— begin Extract to read —
Madrid neighbourhood becomes global crossroads

By Sinikka Tarvainen, IANS

Madrid : “Imagine there’s no countries … And the world will live as one.” The late John Lennon’s dream in the song “Imagine” is far from having become reality, but it is constantly being tested out in Europe’s multicultural immigrant neighbourhoods.


Support TwoCircles

Spain’s most important testing ground for the coexistence of people from all over the world is Lavapies in the heart of Madrid.

Once the city’s Jewish quarter and later known for its elderly population, Lavapies is now home to some 50,000 people from more than 80 countries who have created their own brand of the global village.

Its traditional Spanish pastel-coloured buildings with iron balconies house Indian and Pakistani food stores, Asian and Arab restaurants, Chinese and Senegalese clothes shops, Muslim butcher’s shops, basement mosques and African hairdressing salons.

Lavapies is also known as a haunt of artists with an unrestrained nightlife and a relatively high rate of petty crime.
— end Extract to read —
— begin Recorded data —
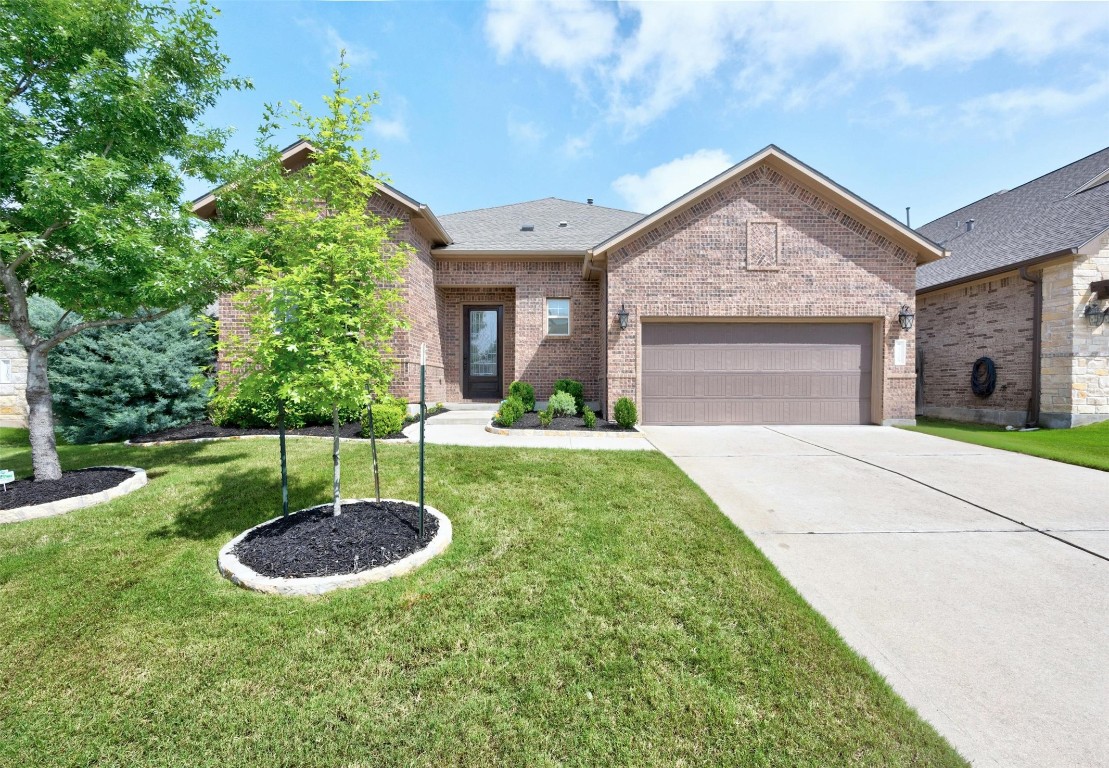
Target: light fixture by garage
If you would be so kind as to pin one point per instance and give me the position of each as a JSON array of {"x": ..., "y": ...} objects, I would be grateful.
[{"x": 905, "y": 317}]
— end Recorded data —
- **What to do**
a - Answer these about the article on Lavapies, one answer per line, marked (i), (ii), (iii):
(i) Which song is quoted at the start?
(ii) What was Lavapies once the city's quarter for?
(iii) How many people from how many countries does Lavapies now hold?
b - List every kind of place that, according to the article on Lavapies, its traditional buildings house.
c - From the article on Lavapies, write out the part that opens with the words containing "Madrid neighbourhood becomes" and closes with "heart of Madrid.".

- **Correct answers**
a -
(i) "Imagine"
(ii) It was once the city's Jewish quarter.
(iii) Some 50,000 people from more than 80 countries.

b -
- Indian and Pakistani food stores
- Asian and Arab restaurants
- Chinese and Senegalese clothes shops
- Muslim butcher's shops
- basement mosques
- African hairdressing salons

c -
Madrid neighbourhood becomes global crossroads

By Sinikka Tarvainen, IANS

Madrid : “Imagine there’s no countries … And the world will live as one.” The late John Lennon’s dream in the song “Imagine” is far from having become reality, but it is constantly being tested out in Europe’s multicultural immigrant neighbourhoods.


Support TwoCircles

Spain’s most important testing ground for the coexistence of people from all over the world is Lavapies in the heart of Madrid.